__EXERCISE OBJECTIVE__:
Make an exact copy of the records, dropping all pictures.

__STUDY MATERIAL__:
───
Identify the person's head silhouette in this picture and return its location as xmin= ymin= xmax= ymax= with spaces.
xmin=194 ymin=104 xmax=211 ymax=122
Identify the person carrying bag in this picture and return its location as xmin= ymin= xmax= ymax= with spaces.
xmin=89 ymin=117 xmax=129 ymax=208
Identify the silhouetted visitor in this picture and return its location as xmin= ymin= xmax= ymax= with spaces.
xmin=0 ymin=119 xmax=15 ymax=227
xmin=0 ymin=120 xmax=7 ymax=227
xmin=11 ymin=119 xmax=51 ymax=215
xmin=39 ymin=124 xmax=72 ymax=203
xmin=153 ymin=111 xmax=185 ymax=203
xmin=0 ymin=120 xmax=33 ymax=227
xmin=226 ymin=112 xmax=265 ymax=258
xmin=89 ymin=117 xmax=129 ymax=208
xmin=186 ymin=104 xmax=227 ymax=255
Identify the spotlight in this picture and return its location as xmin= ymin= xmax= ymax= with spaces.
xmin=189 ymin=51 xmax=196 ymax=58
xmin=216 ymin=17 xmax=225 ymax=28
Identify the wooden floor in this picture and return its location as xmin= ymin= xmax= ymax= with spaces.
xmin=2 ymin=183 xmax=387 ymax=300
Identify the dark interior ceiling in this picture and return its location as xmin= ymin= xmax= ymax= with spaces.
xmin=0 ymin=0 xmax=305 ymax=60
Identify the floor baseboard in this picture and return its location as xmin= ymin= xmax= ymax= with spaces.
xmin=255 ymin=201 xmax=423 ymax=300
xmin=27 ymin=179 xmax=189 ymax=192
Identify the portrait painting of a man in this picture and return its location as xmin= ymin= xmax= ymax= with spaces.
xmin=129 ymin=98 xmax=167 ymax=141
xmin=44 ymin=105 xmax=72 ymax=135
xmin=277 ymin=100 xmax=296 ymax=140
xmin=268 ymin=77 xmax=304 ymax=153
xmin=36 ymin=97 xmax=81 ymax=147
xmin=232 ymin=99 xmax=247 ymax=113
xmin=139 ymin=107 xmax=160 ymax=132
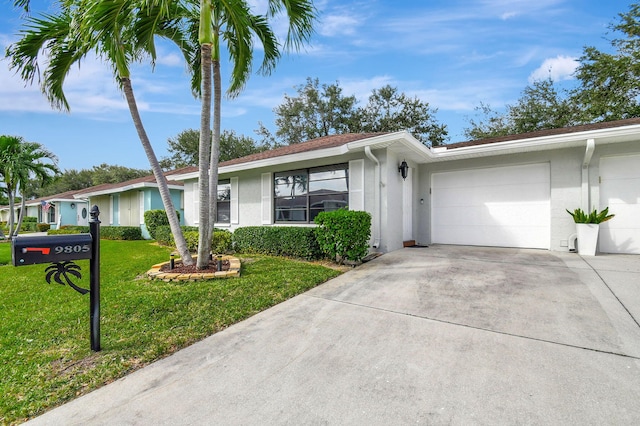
───
__ANSWER__:
Identify the person's head silhouette in this picture and return its location as xmin= ymin= xmax= ymax= with spaces.
xmin=194 ymin=104 xmax=211 ymax=122
Identify the person carrying bag in this picture and return its location as xmin= ymin= xmax= ymax= with spaces.
xmin=89 ymin=117 xmax=129 ymax=208
Identify the silhouetted visitor in this picture and return its location as xmin= ymin= xmax= ymax= with spaces.
xmin=0 ymin=119 xmax=15 ymax=227
xmin=0 ymin=120 xmax=7 ymax=227
xmin=11 ymin=119 xmax=51 ymax=215
xmin=39 ymin=124 xmax=72 ymax=203
xmin=153 ymin=111 xmax=185 ymax=203
xmin=0 ymin=120 xmax=33 ymax=227
xmin=226 ymin=112 xmax=265 ymax=258
xmin=89 ymin=117 xmax=129 ymax=208
xmin=186 ymin=104 xmax=227 ymax=255
Identify the spotlight in this picture and return its location as xmin= ymin= xmax= ymax= with spaces.
xmin=189 ymin=51 xmax=196 ymax=58
xmin=216 ymin=17 xmax=225 ymax=28
Identify the wooden floor in this picture and return its location as xmin= ymin= xmax= ymax= with spaces.
xmin=2 ymin=183 xmax=387 ymax=300
Identify the dark interior ceiling in this picture and return its location as xmin= ymin= xmax= ymax= with spaces.
xmin=0 ymin=0 xmax=305 ymax=60
Identify the floor baseboard in this picture and return its location as xmin= ymin= xmax= ymax= with spaces.
xmin=255 ymin=201 xmax=423 ymax=300
xmin=27 ymin=179 xmax=189 ymax=192
Identify the portrait painting of a man in this picture and return its location as xmin= ymin= xmax= ymax= with spaces.
xmin=129 ymin=98 xmax=167 ymax=141
xmin=44 ymin=105 xmax=72 ymax=135
xmin=277 ymin=100 xmax=296 ymax=140
xmin=268 ymin=77 xmax=304 ymax=153
xmin=36 ymin=97 xmax=81 ymax=147
xmin=232 ymin=99 xmax=247 ymax=113
xmin=139 ymin=107 xmax=160 ymax=132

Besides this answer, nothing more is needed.